I love these topics. ~ 2007, working in a large bioinformatics group with our ow...

lambdaphage · on Jan 30, 2014

Nice. I once needed to do reciprocal blast for the complete genomes of about 300 bacterial species. That's on the order of half a billion queries, but the work was embarrassingly parallel, and each discrete job only took about 90 seconds. I wrote a little shell script to kick them off on the cluster, and went home.

I woke up the next morning to several inbox screens' worth of messages from angry people I didn't know, demanding explanations for what I did to their jobs and their cluster. I don't think I have ever biked to the lab faster.

● ● ●

TASKS TO PERFORM
**A.** What figures does the bioinformatics thread give for the reciprocal blast job? List every one.
**B.** Could you pick up the bioinformatics thread after its last sentence and continue it?
The records are separate material, apart from the bioinformatics thread.

● ● ●

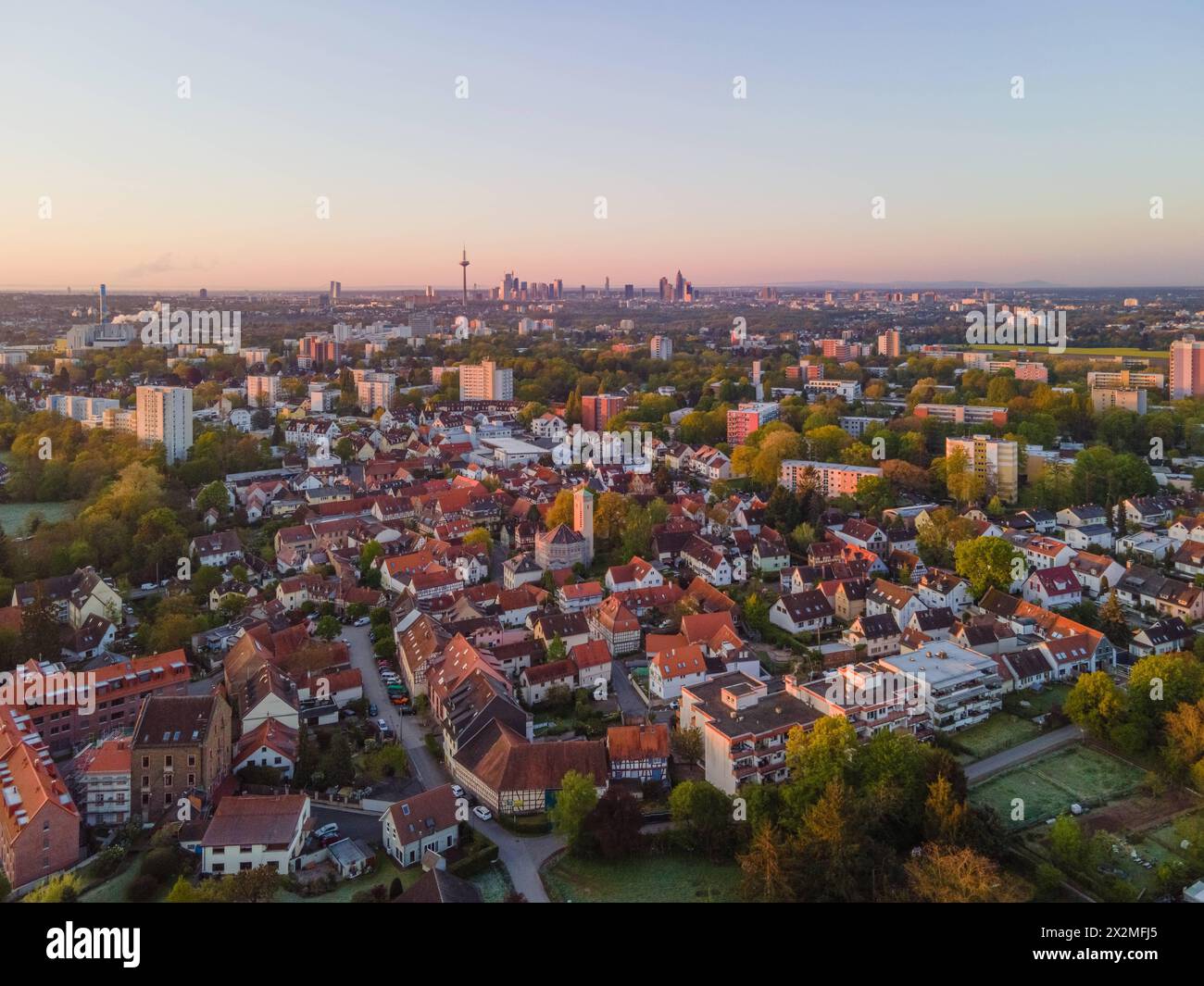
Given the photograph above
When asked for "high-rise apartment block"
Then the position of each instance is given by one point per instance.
(750, 416)
(600, 408)
(485, 381)
(1186, 368)
(165, 414)
(997, 461)
(263, 390)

● ● ●

ANSWERS TO THE PROBLEMS
**A.**
- About 300 bacterial species
- On the order of half a billion queries
- About 90 seconds per discrete job

**B.**
After multiple rounds of palm-drenching emails with the cluster sysadmins and the computational mathematics group PI (and my own boss agonizingly cc'ed), we determined the cause. The cluster sysadmins, lacking imagination for the destructive naivete of their users, had not foreseen that anyone would want to submit more than 10^4 jobs at once. That broke the scheduler, preventing other people from running jobs and me from canceling them. Meanwhile the blast jobs blew past the disk quota, leading to a Hellerian impasse where I somehow lacked the space to delete files so I could create space. I still don't fully understand it.

I believe it took a full day to get the cluster back online.

gadders · on Jan 31, 2014

My team did something similar once. We pushed a version to UAT with all the dev debug logging still turned on. It filled up a solaris disk so badly the SA had to get a bus to the data centre and fix it in person.